All projects are similar in the way as they are trying to provide decentralized storage, but existing solutions are controlled by centralized third party and are mainly commercial applications. The data stored are available to intermediaries who are providing services. The involvement of intermediaries and third parties leads to an increase in operational and transnational costs and lack of security which makes the system vulnerable.

Hyperledger Sawtooth is also a blockchain framework used in developing and running applications in a distributed manner smoothly [13]. Sawtooth also addresses the challenges of permissioned (private) networks. Sawtooth clusters with different approval can be implemented quickly. No central service may leak transaction trends or other classified details. Sawtooth Blockchain can help to provide efficient data storage and access framework for many private and small organizations and applications [2].

Despite, all good blockchain systems are facing scalability issues. Due to a number of scalability issues and limited on-chain storage capacity, the feasibility of such a blockchain-based data network is restricted [27]. A variety of methods have been suggested to increase scalability while maintaining decentralization and security in this regard. Sharding technique is one of it.

Sharding is one of the most practical approaches for achieving scalability by partitioning network into several shards, to reduce the overhead of scalability [32]. However, the issue is to maintain atomicity during cross-shard operations. Each shard is stored in a separate server instance [30].

Although this spreads the load, but increases the overall cost and increases the energy consumption. Sharding can be a good choice when it comes to public and permission-less blockchains, but for private small-level projects, sharding technique may be costly, complex, and consume more energy. Table 3 presents a comparison between some blockchain-based storage services. Provided in Table 3 is relative estimation four parameters, i.e., closed-source decentralization, exposure of data to third party, network cost and energy consumed, scalability, energy-efficient objectives, and free of cost solution.

Many blockchain-based frameworks offer benefits like availability, no single point of failure, confidentiality, privacy, and integrity [5]. Hyperledger Sawtooth is a blockchain framework used in developing and running applications in a distributed manner smoothly [13]. Blockchain can provide efficient data storage and access framework for many organizations and applications [2]. As the visual representation of Big data communicates ideas more clearly, the need for data visualization is increasing in different domains. However, it is a complex and demanding task to visualize a massive volume of data. Therefore, a distributed and green solution is needed to achieve interactive data visualization with less cost and energy consumption. Using blockchain-based mechanism for distribution and decentralization of big data and then visualize could be a good solution. However, aforementioned blockchain-based techniques also increase the chances of escalate overall network cost with high energy and resources consumption. Also users may somehow be required to be controlled by some third-party service making it centralized somehow.

Therefore, there is need of green solution with minimum energy consumption having low network cost providing optimum storage solution, for small and big levels of projects ensuring security, available and reliable data, and its visualization at same time.

BGbV aims to provide support to distributed data visualization. It ensures security and availability, and, most importantly, provides a framework for better utilization of existing distributed resources. By utilizing small units of storage effectively, it facilitates scalability challenges. We present a green solution that will reduce cost by utilizing small resources that are already available and lessen energy consumption and make it an environmentally friendly solution.

- [INFORMATION SHOWN]
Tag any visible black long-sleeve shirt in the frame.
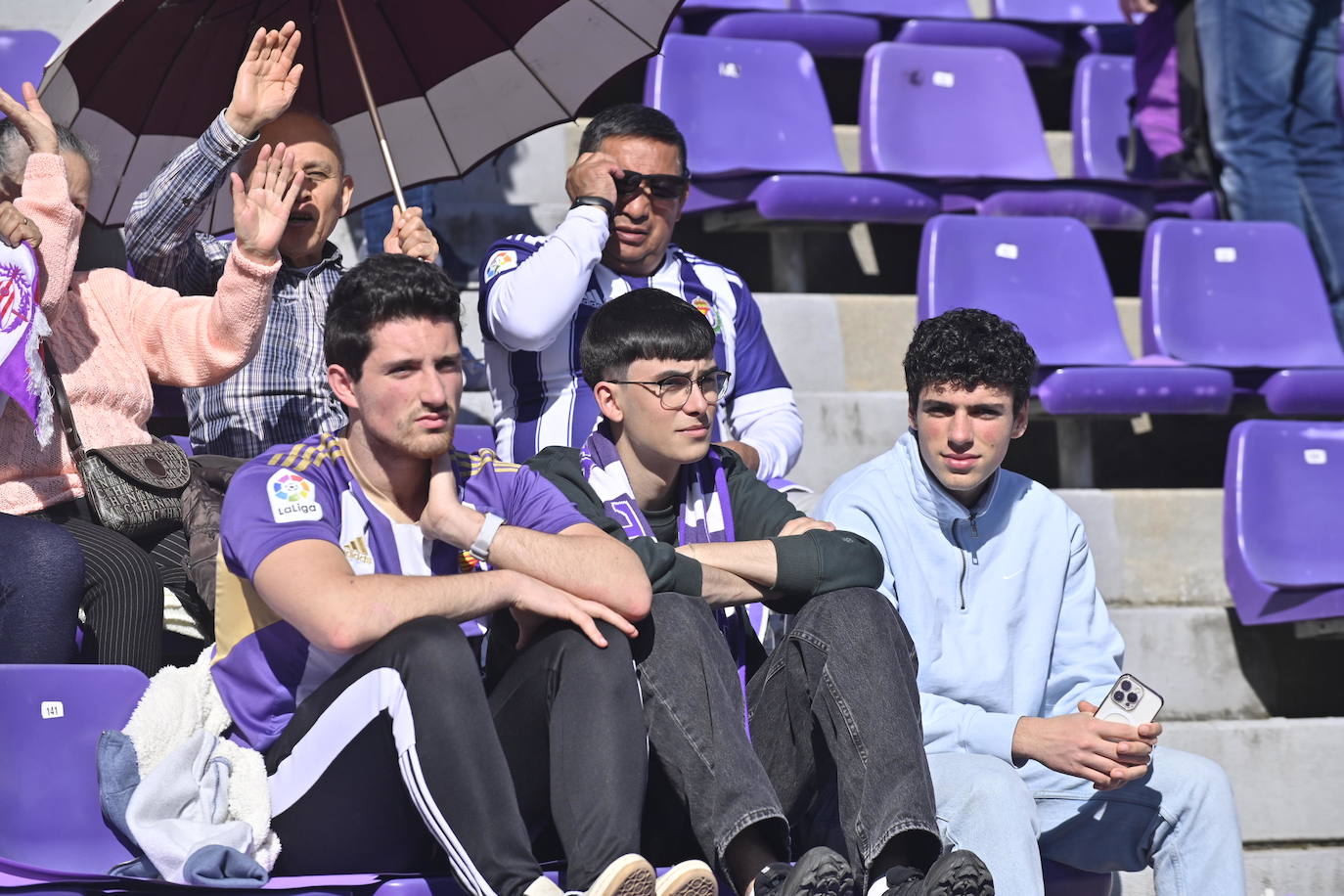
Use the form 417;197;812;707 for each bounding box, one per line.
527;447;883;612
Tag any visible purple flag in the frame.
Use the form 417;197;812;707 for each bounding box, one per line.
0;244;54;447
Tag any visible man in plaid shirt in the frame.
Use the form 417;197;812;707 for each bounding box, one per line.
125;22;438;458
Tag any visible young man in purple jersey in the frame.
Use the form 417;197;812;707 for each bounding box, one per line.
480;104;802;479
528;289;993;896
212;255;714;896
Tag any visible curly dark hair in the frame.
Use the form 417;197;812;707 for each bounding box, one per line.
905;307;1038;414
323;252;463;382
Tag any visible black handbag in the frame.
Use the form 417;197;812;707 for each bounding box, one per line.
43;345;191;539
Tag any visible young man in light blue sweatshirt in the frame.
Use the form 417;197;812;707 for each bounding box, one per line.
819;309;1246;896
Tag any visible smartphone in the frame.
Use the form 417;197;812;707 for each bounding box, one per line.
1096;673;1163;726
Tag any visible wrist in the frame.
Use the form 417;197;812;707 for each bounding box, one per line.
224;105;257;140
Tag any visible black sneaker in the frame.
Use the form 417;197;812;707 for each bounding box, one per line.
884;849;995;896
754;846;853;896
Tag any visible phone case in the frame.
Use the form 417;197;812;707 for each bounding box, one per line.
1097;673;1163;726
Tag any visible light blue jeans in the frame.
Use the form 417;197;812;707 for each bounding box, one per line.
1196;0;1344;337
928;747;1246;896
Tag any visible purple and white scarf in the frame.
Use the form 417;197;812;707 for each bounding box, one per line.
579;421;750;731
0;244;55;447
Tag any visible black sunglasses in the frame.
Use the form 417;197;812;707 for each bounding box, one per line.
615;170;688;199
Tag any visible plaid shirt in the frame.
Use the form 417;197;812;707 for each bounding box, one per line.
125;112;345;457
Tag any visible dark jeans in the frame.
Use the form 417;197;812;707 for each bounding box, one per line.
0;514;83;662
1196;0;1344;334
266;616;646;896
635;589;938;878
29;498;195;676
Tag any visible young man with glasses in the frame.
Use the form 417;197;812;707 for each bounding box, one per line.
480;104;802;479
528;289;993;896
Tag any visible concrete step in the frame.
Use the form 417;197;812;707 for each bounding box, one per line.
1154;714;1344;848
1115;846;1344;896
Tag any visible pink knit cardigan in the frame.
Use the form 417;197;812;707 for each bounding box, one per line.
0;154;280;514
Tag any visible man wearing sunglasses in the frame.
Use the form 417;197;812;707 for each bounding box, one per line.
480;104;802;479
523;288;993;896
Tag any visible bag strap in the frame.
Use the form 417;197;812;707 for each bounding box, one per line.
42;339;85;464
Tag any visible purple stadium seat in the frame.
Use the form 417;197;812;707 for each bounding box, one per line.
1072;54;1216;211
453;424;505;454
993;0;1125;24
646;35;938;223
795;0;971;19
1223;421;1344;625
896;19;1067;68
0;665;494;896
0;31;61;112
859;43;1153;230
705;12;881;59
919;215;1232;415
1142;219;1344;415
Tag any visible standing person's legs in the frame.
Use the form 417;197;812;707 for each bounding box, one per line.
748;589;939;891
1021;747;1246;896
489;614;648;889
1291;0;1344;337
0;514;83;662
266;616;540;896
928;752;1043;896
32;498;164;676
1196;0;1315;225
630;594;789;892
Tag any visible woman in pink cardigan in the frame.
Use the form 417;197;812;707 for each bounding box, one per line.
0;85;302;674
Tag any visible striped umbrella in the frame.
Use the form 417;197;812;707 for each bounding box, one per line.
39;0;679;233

- [GOAL OF THE EXERCISE] Reproduce the blockchain storage text from "Although this spreads" to "of cost solution.".

- [ANSWER FOR THIS EXERCISE]
Although this spreads the load, but increases the overall cost and increases the energy consumption. Sharding can be a good choice when it comes to public and permission-less blockchains, but for private small-level projects, sharding technique may be costly, complex, and consume more energy. Table 3 presents a comparison between some blockchain-based storage services. Provided in Table 3 is relative estimation four parameters, i.e., closed-source decentralization, exposure of data to third party, network cost and energy consumed, scalability, energy-efficient objectives, and free of cost solution.